*TASK INSTRUCTIONS*: The answer must consist of the entire listing, repeated exactly.

+ + + +

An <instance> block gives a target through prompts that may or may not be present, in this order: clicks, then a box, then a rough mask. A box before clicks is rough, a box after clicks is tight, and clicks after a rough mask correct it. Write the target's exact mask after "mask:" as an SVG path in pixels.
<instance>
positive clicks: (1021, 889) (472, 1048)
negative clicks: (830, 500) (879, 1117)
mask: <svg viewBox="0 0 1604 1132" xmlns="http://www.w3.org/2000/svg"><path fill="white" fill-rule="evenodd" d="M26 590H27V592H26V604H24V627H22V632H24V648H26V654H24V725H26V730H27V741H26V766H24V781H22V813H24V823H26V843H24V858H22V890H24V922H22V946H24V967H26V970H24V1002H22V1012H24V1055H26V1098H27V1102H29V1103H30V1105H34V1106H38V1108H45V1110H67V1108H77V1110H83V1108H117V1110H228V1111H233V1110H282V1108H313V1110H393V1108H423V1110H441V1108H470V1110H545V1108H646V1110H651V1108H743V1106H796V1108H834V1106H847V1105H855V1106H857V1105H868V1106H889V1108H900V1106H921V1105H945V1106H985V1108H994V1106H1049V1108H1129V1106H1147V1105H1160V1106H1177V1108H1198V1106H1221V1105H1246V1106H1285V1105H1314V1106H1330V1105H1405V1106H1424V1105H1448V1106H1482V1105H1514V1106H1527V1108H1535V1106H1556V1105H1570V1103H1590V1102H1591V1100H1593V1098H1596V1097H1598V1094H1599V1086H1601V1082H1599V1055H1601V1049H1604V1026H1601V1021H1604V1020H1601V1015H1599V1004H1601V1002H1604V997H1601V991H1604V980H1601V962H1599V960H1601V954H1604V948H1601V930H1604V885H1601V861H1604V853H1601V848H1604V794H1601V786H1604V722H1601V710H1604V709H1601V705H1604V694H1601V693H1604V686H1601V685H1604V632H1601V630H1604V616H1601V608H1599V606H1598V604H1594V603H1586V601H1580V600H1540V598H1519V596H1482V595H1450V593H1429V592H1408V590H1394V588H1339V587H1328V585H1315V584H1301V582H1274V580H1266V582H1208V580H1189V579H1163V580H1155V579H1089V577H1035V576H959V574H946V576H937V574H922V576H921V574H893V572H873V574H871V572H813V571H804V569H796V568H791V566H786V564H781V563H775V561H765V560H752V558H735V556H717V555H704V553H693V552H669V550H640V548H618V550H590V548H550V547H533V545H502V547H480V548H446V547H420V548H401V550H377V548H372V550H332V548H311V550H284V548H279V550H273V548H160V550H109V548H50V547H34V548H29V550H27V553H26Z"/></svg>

+ + + +

*OUTPUT FOR THIS EXERCISE*:
An <instance> block gives a target through prompts that may or may not be present, in this order: clicks, then a box, then a rough mask. A box before clicks is rough, a box after clicks is tight, and clicks after a rough mask correct it. Write the target's exact mask after "mask:" as an SVG path in pixels.
<instance>
positive clicks: (1021, 889) (472, 1048)
negative clicks: (830, 500) (879, 1117)
mask: <svg viewBox="0 0 1604 1132" xmlns="http://www.w3.org/2000/svg"><path fill="white" fill-rule="evenodd" d="M26 590H27V592H26V604H24V627H22V632H24V648H26V654H24V725H26V730H27V741H26V766H24V781H22V813H24V823H26V843H24V858H22V890H24V922H22V946H24V967H26V970H24V1002H22V1012H24V1055H26V1098H27V1102H29V1103H30V1105H34V1106H38V1108H45V1110H67V1108H77V1110H83V1108H117V1110H228V1111H233V1110H282V1108H313V1110H393V1108H423V1110H441V1108H470V1110H545V1108H646V1110H651V1108H743V1106H796V1108H834V1106H847V1105H855V1106H857V1105H868V1106H889V1108H900V1106H921V1105H945V1106H985V1108H994V1106H1049V1108H1129V1106H1147V1105H1160V1106H1177V1108H1198V1106H1221V1105H1246V1106H1285V1105H1314V1106H1330V1105H1405V1106H1424V1105H1448V1106H1482V1105H1514V1106H1527V1108H1535V1106H1556V1105H1570V1103H1590V1102H1591V1100H1593V1098H1596V1097H1598V1094H1599V1086H1601V1082H1599V1055H1601V1049H1604V1026H1601V1021H1604V1020H1601V1015H1599V1004H1601V1002H1604V997H1601V991H1604V980H1601V962H1599V960H1601V954H1604V948H1601V930H1604V885H1601V861H1604V853H1601V848H1604V794H1601V786H1604V722H1601V710H1604V709H1601V705H1604V694H1601V693H1604V686H1601V685H1604V632H1601V630H1604V616H1601V608H1599V606H1598V604H1594V603H1586V601H1580V600H1540V598H1519V596H1482V595H1450V593H1429V592H1408V590H1394V588H1339V587H1328V585H1315V584H1301V582H1274V580H1266V582H1208V580H1189V579H1163V580H1155V579H1089V577H1035V576H959V574H946V576H937V574H922V576H921V574H893V572H873V574H871V572H813V571H804V569H796V568H791V566H786V564H781V563H775V561H765V560H752V558H735V556H717V555H704V553H693V552H669V550H640V548H618V550H590V548H550V547H533V545H502V547H480V548H446V547H420V548H401V550H377V548H372V550H332V548H311V550H284V548H279V550H273V548H160V550H109V548H50V547H34V548H29V550H27V553H26Z"/></svg>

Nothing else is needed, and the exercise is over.